> **取り組む課題**
(1) 抜粋のうち特許文献1の内容を説明している段落から、示されている数値をすべて抜き出しなさい。
(2) 抜粋から、「本発明の積層塗膜は、多数の球」という語句を含む箇所を起点とし、「有している構成を備えている。」という語句で終わるまでを書き写しなさい。

本発明は、積層塗膜及び塗装物に関するものである。
自動車の車体等の塗装においては、防錆用の電着塗料によって下塗り塗膜を形成し、その上に下地隠蔽性を有する中塗り塗膜を形成し、さらにその上に上塗り塗膜(ベース塗膜およびクリヤ塗膜)を重ねる塗膜構造が一般に採用されている。また、省資源等の観点から、中塗り塗膜をなくし、下塗り塗膜の上に上塗り塗膜を直接重ねることも試みられている。例えば、カチオン電着塗膜の上に下地隠蔽性を有するベース塗膜を形成し、その上にクリヤ塗膜を形成することがなされている。
ところで、上塗り塗膜において、ベース塗膜とクリヤ塗膜の屈折率を調整することによって、自動車塗膜に新たな意匠性を付与する試みは従来より知られている。例えば、特許文献1には、クリヤ塗膜の屈折率を1.522とすること、並びにベース塗膜とクリヤ塗膜との屈折率差を0.015以上とすることによって、塗膜の光輝感が見る角度によって変わるようにすることが記載されている。さらに、特許文献1には、メタクリル酸t−ブチルを50質量%以上使用したアクリル樹脂が低い屈折率を発揮し、スチレンを40質量%以上使用したアクリル樹脂が高い屈折率を発揮することが記載されている。
また、特許文献2には、ZnOナノ粒子を樹脂中に分散させると当該樹脂の高屈折率化が図れること、そのような樹脂を塗料組成物として用いることが記載されている。
特開2006−007006号公報 特開2008−044835号公報
塗装は被塗物に意匠性を付与する側面が強いところ、近年は個人の嗜好が多様化しており、なかには見る角度によって色に変化が出ることが好まれることもある。しかしながら、色の変化を的確に制御する技術は上記の特許文献からは導き出すことができない。
本発明は、かかる点に鑑みてなされたものであり、その目的とするところは、簡単な構成であって見る角度によって異なった色を見ることができる積層塗膜及び塗装物を提供することにある。
本発明の積層塗膜は、多数の球形粒子を含有する下層塗膜と、該下層塗膜上に積層されており着色材を含有する上層塗膜とを備えており、前記上層塗膜は可視光領域において、少なくとも2つの波長域において光透過性を有しており、前記球形粒子は、透明であって且つ前記下層塗膜の前記球形粒子を除く塗膜形成要素よりも大きな屈折率を有している構成を備えている。

> **データ**

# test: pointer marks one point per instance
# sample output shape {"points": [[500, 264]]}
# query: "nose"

> **課題ごとの解答**
(1) 1.522、0.015、50質量%、40質量%

(2)
本発明の積層塗膜は、多数の球形粒子を含有する下層塗膜と、該下層塗膜上に積層されており着色材を含有する上層塗膜とを備えており、前記上層塗膜は可視光領域において、少なくとも2つの波長域において光透過性を有しており、前記球形粒子は、透明であって且つ前記下層塗膜の前記球形粒子を除く塗膜形成要素よりも大きな屈折率を有している構成を備えている。